Directions:
Return exactly the lines below, starting with the one that has "of the evergreen" and going on through the one that has "the wooden window".

Entries shown:
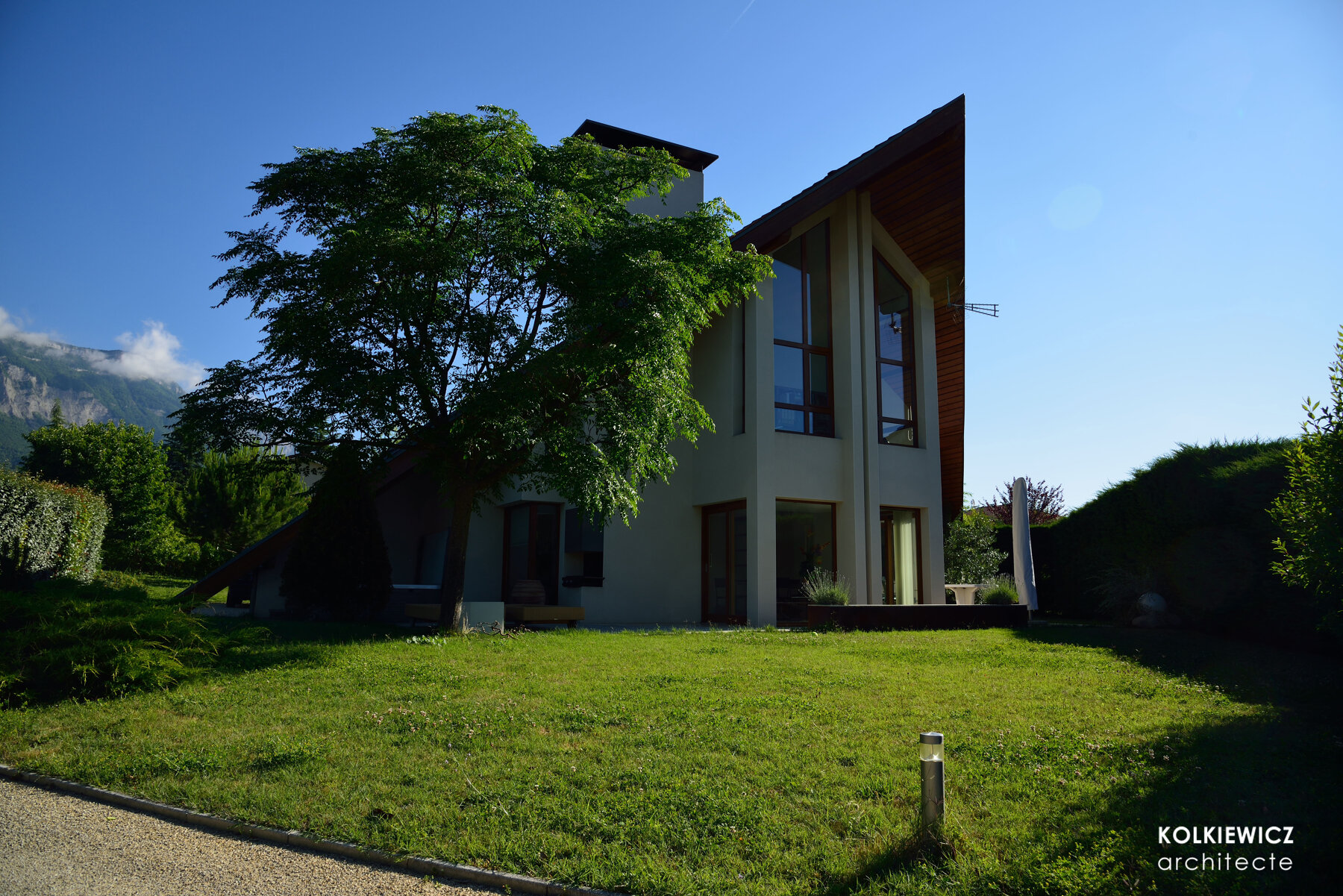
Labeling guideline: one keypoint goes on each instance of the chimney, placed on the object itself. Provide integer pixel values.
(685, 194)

==

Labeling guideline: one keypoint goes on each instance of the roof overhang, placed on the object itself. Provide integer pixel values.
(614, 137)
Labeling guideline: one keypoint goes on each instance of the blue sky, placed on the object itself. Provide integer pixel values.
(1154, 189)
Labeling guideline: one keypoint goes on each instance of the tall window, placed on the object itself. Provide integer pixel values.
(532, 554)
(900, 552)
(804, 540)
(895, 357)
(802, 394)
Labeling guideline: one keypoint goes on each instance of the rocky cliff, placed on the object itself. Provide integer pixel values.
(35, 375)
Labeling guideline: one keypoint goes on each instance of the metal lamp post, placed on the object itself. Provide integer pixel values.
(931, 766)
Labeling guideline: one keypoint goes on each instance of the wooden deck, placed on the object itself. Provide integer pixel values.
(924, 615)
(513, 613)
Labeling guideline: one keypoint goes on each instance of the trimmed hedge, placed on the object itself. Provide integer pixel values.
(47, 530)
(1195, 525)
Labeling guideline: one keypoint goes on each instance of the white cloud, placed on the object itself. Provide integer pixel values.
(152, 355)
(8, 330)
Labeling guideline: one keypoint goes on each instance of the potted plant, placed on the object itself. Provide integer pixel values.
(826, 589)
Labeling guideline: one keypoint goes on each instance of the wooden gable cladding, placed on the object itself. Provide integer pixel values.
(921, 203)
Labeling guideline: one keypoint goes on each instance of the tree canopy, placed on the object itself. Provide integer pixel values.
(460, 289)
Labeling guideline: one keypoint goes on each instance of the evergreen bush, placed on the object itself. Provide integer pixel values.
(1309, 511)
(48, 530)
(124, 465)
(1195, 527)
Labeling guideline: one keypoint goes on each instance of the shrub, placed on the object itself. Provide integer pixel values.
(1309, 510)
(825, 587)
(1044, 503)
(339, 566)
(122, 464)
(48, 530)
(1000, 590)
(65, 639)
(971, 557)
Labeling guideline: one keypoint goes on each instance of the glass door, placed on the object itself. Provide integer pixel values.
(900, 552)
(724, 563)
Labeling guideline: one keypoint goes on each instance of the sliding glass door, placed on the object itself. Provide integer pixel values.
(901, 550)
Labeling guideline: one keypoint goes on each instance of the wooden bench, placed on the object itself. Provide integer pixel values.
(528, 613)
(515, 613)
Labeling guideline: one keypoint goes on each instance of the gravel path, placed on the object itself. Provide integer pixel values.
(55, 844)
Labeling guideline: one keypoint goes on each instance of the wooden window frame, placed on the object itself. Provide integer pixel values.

Answer to this task:
Labeling guideline: one keypoint goes on each instance of the evergreen bush, placed on the object itself. Provide integer pixel values.
(1309, 511)
(48, 530)
(124, 465)
(1195, 527)
Labeling guideline: one keypoint goes on each instance of the shrub, placed on the object itself. Provide integer pixel values.
(1309, 510)
(825, 587)
(1044, 503)
(339, 566)
(122, 464)
(48, 530)
(1000, 590)
(65, 639)
(971, 557)
Labeling guideline: one keypoint goes on each instance of the glass door, placed on the object itself. Provide integer pixel values.
(900, 552)
(724, 563)
Labeling guideline: one keypoint goes on each instance of the sliding glass door, placed on the object itself. Provide integer pixel values.
(901, 550)
Labeling guideline: one keypoint goes on each instance of the wooden bench, placed on the object itself. Provide integer pixel values.
(528, 613)
(515, 613)
Labeling guideline: one keypoint goes on each instance of the gravel path, placed on the object itself. Provide integer pixel values.
(55, 844)
Labeling guideline: one keypoint goes on each instance of the wooden window frame, placed on the object itself. Provide integer pixel values.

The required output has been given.